# What is needed:
All entries below are to be set down again, identical to the source.

# Records excerpted from a collection:

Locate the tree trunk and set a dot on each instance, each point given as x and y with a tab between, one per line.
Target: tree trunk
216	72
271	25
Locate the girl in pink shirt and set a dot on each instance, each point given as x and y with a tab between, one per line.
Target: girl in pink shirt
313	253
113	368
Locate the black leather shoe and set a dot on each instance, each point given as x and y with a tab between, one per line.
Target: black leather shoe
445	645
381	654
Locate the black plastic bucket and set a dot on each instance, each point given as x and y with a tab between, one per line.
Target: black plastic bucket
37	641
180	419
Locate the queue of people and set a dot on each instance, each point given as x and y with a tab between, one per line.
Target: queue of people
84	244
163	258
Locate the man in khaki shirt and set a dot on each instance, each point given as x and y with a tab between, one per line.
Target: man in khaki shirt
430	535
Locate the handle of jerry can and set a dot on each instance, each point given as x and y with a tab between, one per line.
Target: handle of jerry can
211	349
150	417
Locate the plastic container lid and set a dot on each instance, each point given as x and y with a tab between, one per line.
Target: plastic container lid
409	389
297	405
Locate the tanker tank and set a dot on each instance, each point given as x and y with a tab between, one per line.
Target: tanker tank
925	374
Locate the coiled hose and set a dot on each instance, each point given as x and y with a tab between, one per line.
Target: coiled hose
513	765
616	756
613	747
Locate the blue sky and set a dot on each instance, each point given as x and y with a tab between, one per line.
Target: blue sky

# Solution:
Locate the tree trunk and set a dot on each instance, each point given as x and y with a tab between, one per line.
Target: tree trunk
216	72
271	25
Locate the girl in pink shirt and set a dot on each instance, each point given as x and y with a tab between, one per line.
Target: girl in pink shirt
313	253
113	368
Locate the black leather shoe and set a dot on each instance, each point given as x and y with a tab between, one per line.
Target: black leather shoe
445	645
381	654
Locate the black plastic bucket and set a dot on each instance, each point given as x and y with a tab between, one per line.
Target: black plastic bucket
37	641
180	419
Locate the queue of people and set a dot on each instance, each point given as x and y with a tab between, one per line.
Target: queue of people
84	244
163	258
Locate the man in khaki shirt and set a dot on each instance, each point given as x and y with a tab between, one per line.
Target: man in khaki shirt
430	535
Locate the handle of jerry can and set a dot on each instance, each point given as x and y with a tab between, one per line.
Target: handle of jerry can
211	349
150	417
Locate the plastic container lid and set a dot on each instance, each point given as x and y with a tab between, one per line.
Target: plastic container lid
409	389
297	405
Locate the tanker tank and set a dot on each instance, each point given as x and y with a tab between, one per line.
Target: tanker tank
925	374
Locate the coiled hose and set a dot on each instance, each point given as x and y with a tab between, one per line.
Target: coiled hose
513	765
616	756
613	747
Locate the blue sky and set a dot on each instance, each point given as x and y with a tab between, one per line.
Target: blue sky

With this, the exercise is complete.